:: Instructions to follow ::
Collect each line of the listing below that contains the string "plate", matching case exactly.

:: Information provided ::
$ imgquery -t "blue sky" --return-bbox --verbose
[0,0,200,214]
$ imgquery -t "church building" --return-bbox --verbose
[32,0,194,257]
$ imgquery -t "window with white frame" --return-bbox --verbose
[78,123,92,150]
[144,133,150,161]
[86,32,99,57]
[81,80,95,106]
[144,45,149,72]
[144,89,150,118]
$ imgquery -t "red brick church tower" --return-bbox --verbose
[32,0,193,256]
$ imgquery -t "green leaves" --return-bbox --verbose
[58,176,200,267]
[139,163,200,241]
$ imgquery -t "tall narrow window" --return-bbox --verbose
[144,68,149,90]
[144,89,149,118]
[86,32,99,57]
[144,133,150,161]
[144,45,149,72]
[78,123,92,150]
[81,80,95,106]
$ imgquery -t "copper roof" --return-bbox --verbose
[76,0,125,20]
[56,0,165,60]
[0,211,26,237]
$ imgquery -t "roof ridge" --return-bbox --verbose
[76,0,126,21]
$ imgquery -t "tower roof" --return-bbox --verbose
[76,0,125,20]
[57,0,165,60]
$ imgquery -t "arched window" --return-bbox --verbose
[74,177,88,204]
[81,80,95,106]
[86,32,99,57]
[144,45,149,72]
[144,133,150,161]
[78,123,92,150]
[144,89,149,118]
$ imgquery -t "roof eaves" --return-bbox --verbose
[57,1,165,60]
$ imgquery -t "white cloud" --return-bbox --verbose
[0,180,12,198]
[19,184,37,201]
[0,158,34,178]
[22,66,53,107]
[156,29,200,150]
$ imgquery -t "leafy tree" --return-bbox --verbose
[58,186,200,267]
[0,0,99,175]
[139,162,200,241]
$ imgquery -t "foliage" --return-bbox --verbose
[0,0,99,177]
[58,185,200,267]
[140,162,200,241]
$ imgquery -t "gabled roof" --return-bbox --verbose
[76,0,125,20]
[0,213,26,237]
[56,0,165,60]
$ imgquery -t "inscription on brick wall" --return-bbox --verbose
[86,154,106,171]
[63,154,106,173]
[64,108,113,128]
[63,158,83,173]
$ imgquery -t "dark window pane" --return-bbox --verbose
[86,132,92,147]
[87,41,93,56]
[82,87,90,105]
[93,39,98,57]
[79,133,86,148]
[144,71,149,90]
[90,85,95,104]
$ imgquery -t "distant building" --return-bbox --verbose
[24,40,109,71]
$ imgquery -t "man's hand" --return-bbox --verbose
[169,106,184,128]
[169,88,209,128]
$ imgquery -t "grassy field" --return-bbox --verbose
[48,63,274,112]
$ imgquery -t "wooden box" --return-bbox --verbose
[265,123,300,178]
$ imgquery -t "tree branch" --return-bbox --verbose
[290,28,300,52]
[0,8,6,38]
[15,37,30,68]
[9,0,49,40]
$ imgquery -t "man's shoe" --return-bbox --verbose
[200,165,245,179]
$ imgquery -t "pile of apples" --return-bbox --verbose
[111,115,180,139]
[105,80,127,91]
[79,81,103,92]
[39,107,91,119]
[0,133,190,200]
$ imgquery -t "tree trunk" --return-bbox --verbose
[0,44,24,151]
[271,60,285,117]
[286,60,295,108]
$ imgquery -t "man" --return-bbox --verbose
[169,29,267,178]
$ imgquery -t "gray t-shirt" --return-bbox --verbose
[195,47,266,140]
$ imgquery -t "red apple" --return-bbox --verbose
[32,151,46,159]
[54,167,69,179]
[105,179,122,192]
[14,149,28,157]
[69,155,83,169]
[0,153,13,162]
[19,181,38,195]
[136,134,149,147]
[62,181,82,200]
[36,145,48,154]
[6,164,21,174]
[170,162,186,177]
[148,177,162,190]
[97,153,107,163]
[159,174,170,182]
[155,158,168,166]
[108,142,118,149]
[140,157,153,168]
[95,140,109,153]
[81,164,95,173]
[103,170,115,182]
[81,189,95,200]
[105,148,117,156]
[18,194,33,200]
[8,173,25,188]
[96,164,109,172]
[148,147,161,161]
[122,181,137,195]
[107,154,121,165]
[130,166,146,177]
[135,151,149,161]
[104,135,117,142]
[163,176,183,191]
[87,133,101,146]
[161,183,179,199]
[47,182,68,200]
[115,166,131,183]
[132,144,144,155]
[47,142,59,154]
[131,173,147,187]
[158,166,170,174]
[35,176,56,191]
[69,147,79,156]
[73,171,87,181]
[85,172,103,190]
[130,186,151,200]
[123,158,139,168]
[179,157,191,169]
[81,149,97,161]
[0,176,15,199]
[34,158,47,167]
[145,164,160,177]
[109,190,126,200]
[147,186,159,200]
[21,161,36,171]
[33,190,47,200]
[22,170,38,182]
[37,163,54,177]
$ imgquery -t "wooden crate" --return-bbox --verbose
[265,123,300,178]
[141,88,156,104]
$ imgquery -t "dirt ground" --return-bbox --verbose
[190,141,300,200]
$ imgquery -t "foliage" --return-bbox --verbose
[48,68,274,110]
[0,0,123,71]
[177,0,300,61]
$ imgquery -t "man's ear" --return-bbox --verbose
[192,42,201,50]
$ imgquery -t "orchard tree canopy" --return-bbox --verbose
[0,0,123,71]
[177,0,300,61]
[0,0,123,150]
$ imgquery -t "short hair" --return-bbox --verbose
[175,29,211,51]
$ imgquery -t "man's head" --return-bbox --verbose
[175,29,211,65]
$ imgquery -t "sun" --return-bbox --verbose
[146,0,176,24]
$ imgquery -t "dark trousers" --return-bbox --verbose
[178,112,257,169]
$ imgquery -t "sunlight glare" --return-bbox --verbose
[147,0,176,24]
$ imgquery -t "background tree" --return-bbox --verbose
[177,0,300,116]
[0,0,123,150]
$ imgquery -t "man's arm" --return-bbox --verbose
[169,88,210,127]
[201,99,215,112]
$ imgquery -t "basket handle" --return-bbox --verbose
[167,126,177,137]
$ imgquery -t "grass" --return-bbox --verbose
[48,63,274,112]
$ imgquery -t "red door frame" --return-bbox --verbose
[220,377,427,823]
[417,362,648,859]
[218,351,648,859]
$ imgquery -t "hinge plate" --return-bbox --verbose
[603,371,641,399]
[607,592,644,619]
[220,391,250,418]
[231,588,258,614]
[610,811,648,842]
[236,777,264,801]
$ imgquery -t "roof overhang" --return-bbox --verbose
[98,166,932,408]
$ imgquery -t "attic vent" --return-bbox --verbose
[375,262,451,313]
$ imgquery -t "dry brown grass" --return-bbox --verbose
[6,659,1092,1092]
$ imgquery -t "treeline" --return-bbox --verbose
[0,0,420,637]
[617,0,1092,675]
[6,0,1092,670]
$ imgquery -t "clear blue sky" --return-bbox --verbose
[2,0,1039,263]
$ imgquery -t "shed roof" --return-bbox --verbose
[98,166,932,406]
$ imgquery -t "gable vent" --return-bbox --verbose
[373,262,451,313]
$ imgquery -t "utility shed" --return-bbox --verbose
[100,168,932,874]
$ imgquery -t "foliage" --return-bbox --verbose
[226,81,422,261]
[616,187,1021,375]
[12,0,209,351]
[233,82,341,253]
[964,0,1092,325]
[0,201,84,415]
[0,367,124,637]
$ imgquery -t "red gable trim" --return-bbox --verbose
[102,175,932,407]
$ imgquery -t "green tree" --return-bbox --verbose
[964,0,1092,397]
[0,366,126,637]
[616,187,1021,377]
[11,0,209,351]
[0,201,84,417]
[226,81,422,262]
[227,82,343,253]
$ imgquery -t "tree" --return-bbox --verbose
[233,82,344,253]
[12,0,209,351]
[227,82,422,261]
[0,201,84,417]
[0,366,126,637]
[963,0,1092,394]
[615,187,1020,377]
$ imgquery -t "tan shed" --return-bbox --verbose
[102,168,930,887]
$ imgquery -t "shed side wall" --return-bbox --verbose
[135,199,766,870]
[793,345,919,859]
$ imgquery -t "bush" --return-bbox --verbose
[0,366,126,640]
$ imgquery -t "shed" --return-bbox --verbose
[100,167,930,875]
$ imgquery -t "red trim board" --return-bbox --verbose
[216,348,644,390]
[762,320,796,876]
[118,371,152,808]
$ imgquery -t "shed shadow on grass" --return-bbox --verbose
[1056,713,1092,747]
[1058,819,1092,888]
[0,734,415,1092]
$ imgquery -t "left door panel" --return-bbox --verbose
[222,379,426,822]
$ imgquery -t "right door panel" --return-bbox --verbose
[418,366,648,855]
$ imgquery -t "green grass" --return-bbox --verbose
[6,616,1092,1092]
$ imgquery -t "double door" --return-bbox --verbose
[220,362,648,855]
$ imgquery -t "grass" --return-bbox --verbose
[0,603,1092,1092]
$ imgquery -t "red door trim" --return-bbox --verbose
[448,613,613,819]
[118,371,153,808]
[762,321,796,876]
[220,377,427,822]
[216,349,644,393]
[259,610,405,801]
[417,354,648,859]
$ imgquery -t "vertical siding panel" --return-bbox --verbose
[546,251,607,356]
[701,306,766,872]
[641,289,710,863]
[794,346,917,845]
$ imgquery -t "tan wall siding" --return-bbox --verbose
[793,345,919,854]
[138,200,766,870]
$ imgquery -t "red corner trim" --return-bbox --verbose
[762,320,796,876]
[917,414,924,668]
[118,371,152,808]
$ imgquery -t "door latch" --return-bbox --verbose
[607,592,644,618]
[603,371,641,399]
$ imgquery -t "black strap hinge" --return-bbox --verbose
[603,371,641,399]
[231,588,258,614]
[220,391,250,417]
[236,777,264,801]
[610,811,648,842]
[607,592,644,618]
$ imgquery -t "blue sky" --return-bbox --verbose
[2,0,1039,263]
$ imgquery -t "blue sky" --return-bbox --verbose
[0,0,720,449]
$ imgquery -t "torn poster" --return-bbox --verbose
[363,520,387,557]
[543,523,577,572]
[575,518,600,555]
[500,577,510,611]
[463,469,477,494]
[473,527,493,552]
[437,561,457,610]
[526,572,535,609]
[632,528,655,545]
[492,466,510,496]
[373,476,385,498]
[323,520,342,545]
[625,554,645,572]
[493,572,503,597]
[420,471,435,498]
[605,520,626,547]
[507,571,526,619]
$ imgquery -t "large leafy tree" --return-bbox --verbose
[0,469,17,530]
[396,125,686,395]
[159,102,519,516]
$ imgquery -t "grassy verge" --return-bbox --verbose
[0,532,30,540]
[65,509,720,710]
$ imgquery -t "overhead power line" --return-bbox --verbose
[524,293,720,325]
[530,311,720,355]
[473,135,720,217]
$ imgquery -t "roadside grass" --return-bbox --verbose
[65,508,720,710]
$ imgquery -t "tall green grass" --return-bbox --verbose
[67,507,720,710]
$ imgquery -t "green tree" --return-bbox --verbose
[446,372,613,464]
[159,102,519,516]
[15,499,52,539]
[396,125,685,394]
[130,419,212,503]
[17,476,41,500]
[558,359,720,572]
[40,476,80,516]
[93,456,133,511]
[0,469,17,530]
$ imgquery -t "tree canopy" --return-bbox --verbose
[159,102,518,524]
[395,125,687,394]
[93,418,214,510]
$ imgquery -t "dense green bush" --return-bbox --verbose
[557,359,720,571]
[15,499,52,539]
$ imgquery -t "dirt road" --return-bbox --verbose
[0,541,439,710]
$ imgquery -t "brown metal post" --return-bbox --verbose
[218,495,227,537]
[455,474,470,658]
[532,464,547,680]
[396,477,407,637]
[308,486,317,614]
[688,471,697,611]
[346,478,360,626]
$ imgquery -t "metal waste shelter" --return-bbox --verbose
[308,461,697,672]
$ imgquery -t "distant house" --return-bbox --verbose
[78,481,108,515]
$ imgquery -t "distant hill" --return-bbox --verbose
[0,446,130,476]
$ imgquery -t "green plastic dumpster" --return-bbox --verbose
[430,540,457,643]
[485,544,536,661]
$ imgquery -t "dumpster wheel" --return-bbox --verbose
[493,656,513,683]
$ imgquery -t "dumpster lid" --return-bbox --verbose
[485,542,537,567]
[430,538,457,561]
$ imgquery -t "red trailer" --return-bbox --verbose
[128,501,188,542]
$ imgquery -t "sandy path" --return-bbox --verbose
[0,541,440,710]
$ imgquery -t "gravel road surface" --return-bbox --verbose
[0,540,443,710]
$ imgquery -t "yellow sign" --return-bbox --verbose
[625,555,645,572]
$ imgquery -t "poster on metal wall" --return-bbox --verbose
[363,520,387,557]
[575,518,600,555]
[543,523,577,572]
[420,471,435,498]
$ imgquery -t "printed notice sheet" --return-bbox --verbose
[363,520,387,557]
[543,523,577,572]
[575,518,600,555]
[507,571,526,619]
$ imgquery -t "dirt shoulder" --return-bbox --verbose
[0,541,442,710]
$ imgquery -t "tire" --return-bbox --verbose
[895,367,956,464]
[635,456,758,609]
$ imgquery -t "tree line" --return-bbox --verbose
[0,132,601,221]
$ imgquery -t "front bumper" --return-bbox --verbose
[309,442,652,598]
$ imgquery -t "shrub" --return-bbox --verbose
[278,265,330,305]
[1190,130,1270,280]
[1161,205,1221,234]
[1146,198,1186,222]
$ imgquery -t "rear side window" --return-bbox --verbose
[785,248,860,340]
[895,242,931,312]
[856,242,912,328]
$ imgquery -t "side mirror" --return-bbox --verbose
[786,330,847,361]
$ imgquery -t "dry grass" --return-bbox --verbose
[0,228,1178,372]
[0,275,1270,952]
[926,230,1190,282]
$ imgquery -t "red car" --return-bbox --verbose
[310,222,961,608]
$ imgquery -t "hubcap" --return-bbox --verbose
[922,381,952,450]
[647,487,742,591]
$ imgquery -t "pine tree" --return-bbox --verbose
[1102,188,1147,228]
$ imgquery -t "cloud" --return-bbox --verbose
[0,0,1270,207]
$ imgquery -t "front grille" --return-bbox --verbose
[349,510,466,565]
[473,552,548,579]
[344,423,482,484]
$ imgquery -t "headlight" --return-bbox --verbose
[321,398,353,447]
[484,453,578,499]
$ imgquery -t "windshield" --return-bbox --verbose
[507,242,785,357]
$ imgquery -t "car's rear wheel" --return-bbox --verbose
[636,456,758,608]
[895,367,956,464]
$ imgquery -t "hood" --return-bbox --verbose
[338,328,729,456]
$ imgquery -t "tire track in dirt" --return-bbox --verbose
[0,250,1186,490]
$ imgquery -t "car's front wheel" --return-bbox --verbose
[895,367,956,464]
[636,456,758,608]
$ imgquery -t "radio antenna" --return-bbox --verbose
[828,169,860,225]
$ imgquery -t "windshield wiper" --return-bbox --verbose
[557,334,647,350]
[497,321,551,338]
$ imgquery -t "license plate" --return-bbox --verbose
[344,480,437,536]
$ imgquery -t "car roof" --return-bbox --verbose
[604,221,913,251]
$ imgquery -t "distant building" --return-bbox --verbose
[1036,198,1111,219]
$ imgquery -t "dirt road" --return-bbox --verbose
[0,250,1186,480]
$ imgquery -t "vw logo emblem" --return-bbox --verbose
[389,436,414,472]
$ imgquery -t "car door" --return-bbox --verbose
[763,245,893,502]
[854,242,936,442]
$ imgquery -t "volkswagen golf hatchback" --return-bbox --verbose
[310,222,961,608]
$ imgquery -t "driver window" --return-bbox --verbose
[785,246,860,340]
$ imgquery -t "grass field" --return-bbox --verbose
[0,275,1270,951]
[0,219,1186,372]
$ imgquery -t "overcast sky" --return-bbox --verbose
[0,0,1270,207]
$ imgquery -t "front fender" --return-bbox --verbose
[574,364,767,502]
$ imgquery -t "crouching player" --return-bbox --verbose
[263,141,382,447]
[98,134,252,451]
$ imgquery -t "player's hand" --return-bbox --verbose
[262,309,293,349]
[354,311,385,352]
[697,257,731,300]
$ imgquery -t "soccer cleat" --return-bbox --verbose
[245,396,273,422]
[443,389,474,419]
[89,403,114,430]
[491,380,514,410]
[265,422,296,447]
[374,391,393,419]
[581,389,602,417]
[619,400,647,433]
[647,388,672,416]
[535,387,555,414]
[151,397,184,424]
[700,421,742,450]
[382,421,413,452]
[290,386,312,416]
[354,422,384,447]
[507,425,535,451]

:: The solution ::
$ imgquery -t "hinge plate" --return-bbox --verbose
$ imgquery -t "license plate" --return-bbox --verbose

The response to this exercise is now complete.